:: Texte fourni ::

• • •

De plus en plus de romans sont publiés en Tamazight. Leurs auteurs écrivent de mieux en mieux. Ils sont même primés. Leurs aînés étaient portés sur le militantisme politique. Et eux, les nouveaux venus, sur le social et le religieux. Mais qui le sait ? Pas grand monde, pour l’instant.

“Le roman est une histoire feinte, écrite en prose, où l’auteur cherche à exciter l’intérêt par la peinture des passions, des mœurs, ou par la singularité des aventures”.

La définition que donne le littré du roman correspond parfaitement à l’Aghrum n Ihaqqaren (Le pain des corbeaux) de lhoussain Azergui. Aghrum n ihaqqaren est le nom d’une plante, d’un champignon empoisonné qui tue les humains et le bétail. Les Rifains l’appellent “Aghrum n tbaghra”. Dans son roman, l’auteur, lui-même journaliste, s’intéresse à “l’autocensure qu’exercent les journalistes sur eux-mêmes, de peur d’être assassinés, comme c’est le cas en Algérie durant les années noires, ou d’être emprisonnés ou licenciés. L’autocensure est semblable à un champignon qui tue les personnes qui le consomment. Il les tue doucement, mais sûrement.

C’est ce qui arrive d’ailleurs au personnage de mon roman. La censure est devenue pour lui une sorte de cauchemar qui le torture et finit par le tuer”. Le roman de lhoussain Azergui a reçu le prix international de la création littéraire amazighe en 2004 (Espagne/Université de Grenade). “Ce roman est né dans la douleur, le questionnement. C’est d’ailleurs le cas de la plupart des romans amazighen publiés depuis les années 90”, explique Azergui.

De la souffrance politique à la misère sociale C’est Ali Ikken qui a ouvert le bal avec Asekkif n Inzaden (La soupe de poils). Ce roman pionnier raconte les souffrances d’un groupe de militants incarcérés en 1994 au cours des événements de Goulmima. L’auteur, Ali Ikken, fait partie des enseignants qui ont été condamnés à trois ans de prison en 1994 avant d’être graciés par Hassan II.

Ce premier roman amazigh marocain a décroché le premier prix de création littéraire de Mouloud Mameri à Tizi Ouzou en 1995. Emboîtant le pas à Ikken, une nouvelle génération de romanciers va se lancer dans l’écriture romanesque avec une même constante, la peinture d’un vécu plutôt morose, axée le plus souvent sur des conflits identitaires ou sur un exil douloureux. Quand Mohamed Bouzaguou s’attelle à écrire son premier roman en 2001, il n’échappe pas à la tentation de raconter l’histoire de l’un de ses compatriotes, Omar Reddad en l’occurrence, piégé par sa candeur et qui se retrouve sur Les marches de l’échafaud (Ticri Gh tama n tsarrawt).

Dans Jar u jar (Entre ça et ça), le même Bouzaguou récidive en présentant cette fois-ci un roman qui se veut “un véritable miroir du quotidien rifain”. Tout y passe, la misère, le chômage, les affres d’une jeunesse perdue entre l’eldorado européen et “un Maroc du centre” plutôt repu. La dimension sociale de son œuvre, ancrée dans le Rif, se manifeste dans sa relecture de la confrontation entre un Rif rustique et primitif et une autre partie du Maroc alignée sur le modèle occidental. Il propose ainsi un questionnement sur la problématique identitaire des Rifains pour repenser les rapports interculturels dans notre société.

• • •

:: Documents sources ::
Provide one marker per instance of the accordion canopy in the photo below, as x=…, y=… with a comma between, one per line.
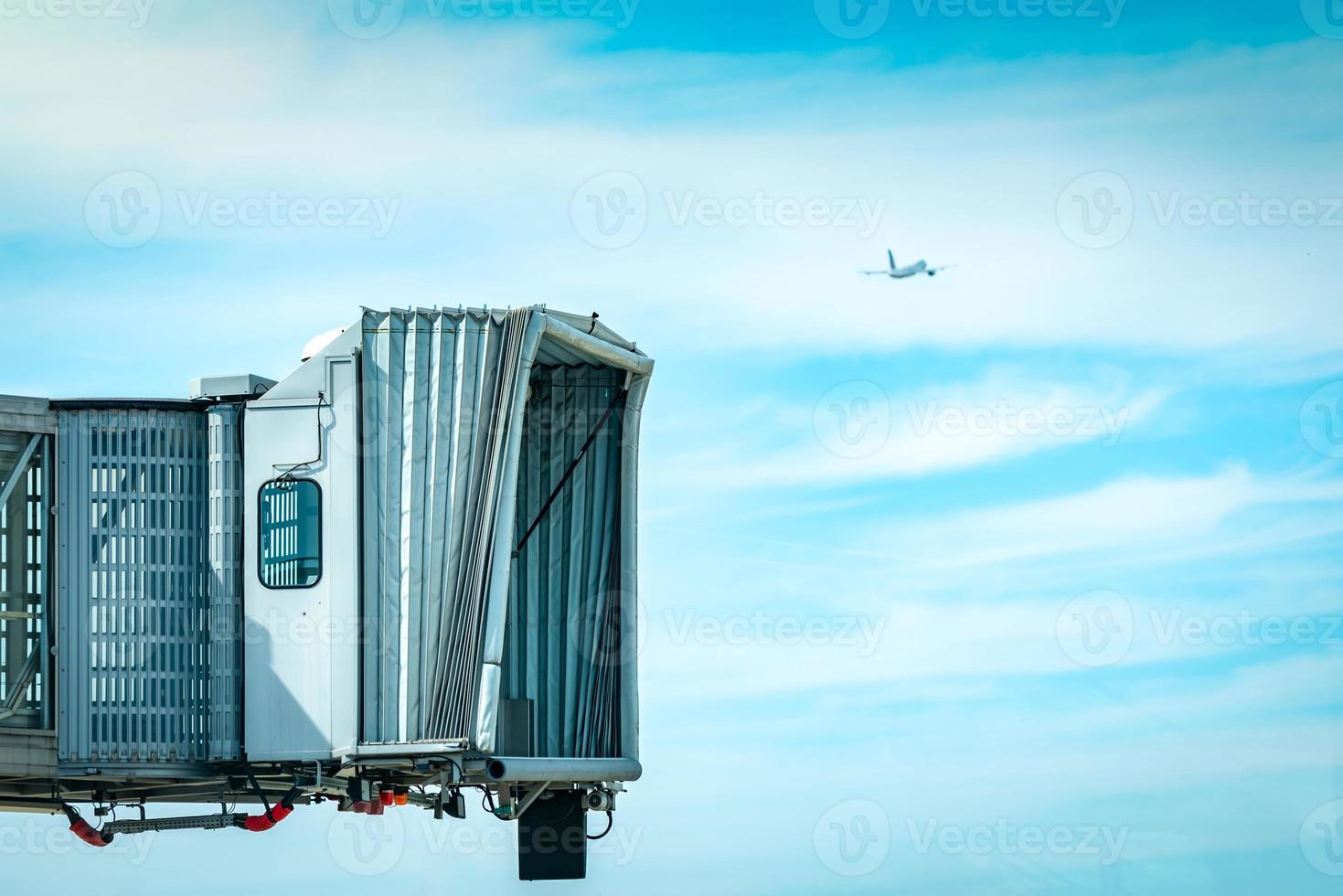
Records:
x=498, y=549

• • •

:: Consigne ::
Recopiez à l'identique le passage du texte sur le roman amazigh qui s'ouvre sur les mots contenant « Dans Jar u jar » et se termine par « dans notre société. ».

:: Réponse ::
Dans Jar u jar (Entre ça et ça), le même Bouzaguou récidive en présentant cette fois-ci un roman qui se veut “un véritable miroir du quotidien rifain”. Tout y passe, la misère, le chômage, les affres d’une jeunesse perdue entre l’eldorado européen et “un Maroc du centre” plutôt repu. La dimension sociale de son œuvre, ancrée dans le Rif, se manifeste dans sa relecture de la confrontation entre un Rif rustique et primitif et une autre partie du Maroc alignée sur le modèle occidental. Il propose ainsi un questionnement sur la problématique identitaire des Rifains pour repenser les rapports interculturels dans notre société.